• **What is needed**
Copy the material below word for word, leaving out the pictures.

• **Task material**
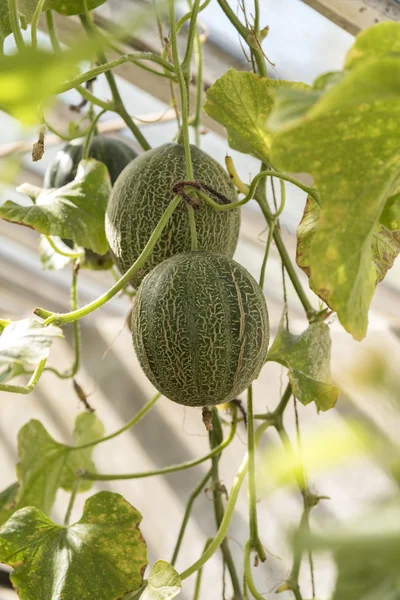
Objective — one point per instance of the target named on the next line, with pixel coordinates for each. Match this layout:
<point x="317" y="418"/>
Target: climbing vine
<point x="343" y="131"/>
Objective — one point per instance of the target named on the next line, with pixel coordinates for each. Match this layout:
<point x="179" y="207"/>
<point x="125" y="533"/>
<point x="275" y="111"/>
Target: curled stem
<point x="182" y="82"/>
<point x="215" y="435"/>
<point x="197" y="587"/>
<point x="89" y="134"/>
<point x="71" y="503"/>
<point x="255" y="542"/>
<point x="92" y="306"/>
<point x="15" y="24"/>
<point x="248" y="574"/>
<point x="35" y="19"/>
<point x="19" y="389"/>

• **Output below**
Objective — one point per instance of the target named on the next line, with pixel coordinates for each. Match this layout:
<point x="317" y="418"/>
Target: climbing vine
<point x="343" y="131"/>
Objective — one point per instance of the target named on the next line, with pixel coordinates for each. Match this layout:
<point x="179" y="207"/>
<point x="125" y="533"/>
<point x="275" y="111"/>
Target: curled stem
<point x="182" y="82"/>
<point x="215" y="435"/>
<point x="197" y="587"/>
<point x="89" y="134"/>
<point x="71" y="503"/>
<point x="255" y="542"/>
<point x="92" y="306"/>
<point x="15" y="24"/>
<point x="248" y="574"/>
<point x="35" y="19"/>
<point x="19" y="389"/>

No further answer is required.